-- start --
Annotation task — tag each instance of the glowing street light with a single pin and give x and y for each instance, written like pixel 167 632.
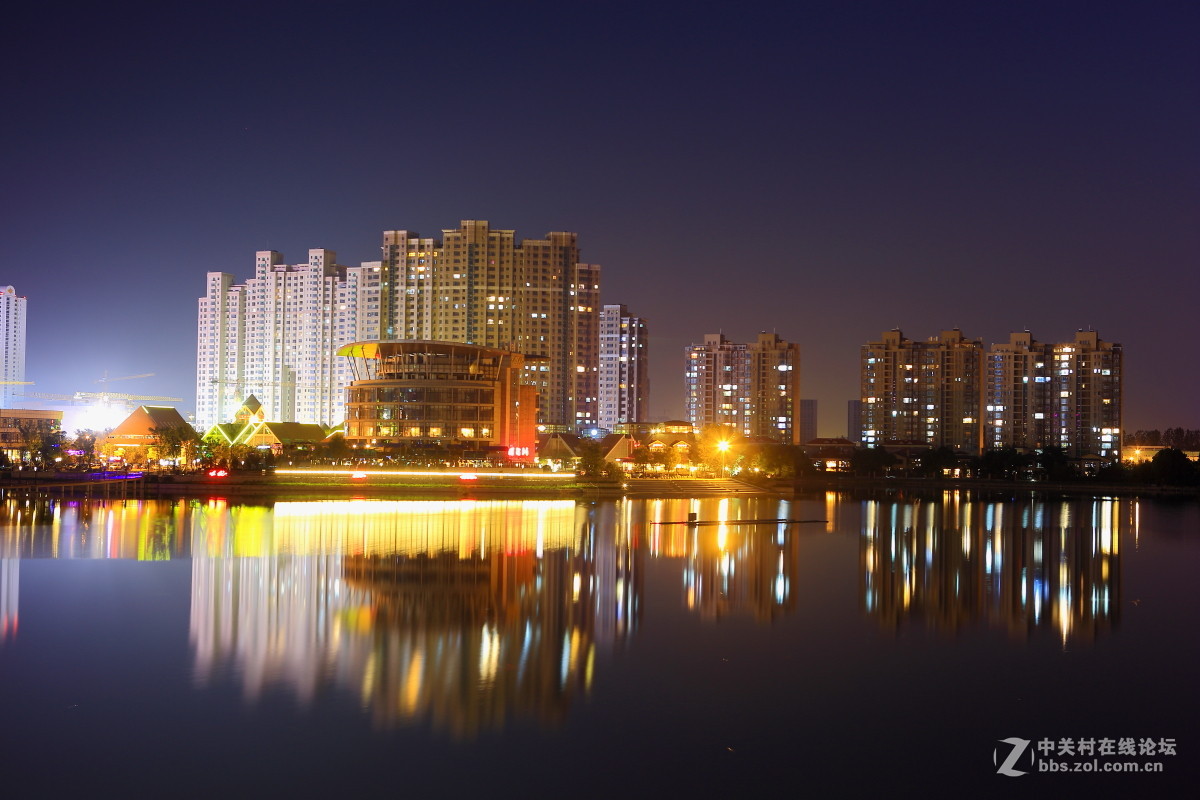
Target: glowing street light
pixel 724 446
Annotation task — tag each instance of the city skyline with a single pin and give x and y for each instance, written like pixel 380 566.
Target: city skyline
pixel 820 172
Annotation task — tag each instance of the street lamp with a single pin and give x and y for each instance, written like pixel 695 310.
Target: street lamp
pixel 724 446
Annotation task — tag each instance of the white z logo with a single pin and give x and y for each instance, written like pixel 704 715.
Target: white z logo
-- end --
# [AIM OF THE EXERCISE]
Copy out all of the records above, changing each "Annotation task" to "Labeling job" and keeping everything else the same. Leave the pictures out.

# [ANSWER BELOW]
Labeling job — tag each instance of the glowing street light with a single pin and give x and y for each instance, written like pixel 167 632.
Target: glowing street light
pixel 724 446
Labeling job — tag each instance of the city skyline with a single pin and give x and y for each instance, written like pixel 380 566.
Target: city skyline
pixel 820 172
Labeling job — tag each instance of the street lamp with a single pin and give x and y for each instance, written like pixel 695 310.
Target: street lamp
pixel 724 446
Labeling job — tag each instance of the white z logo with a single pin and give x and y for each instance, written like pixel 704 715.
Target: white z logo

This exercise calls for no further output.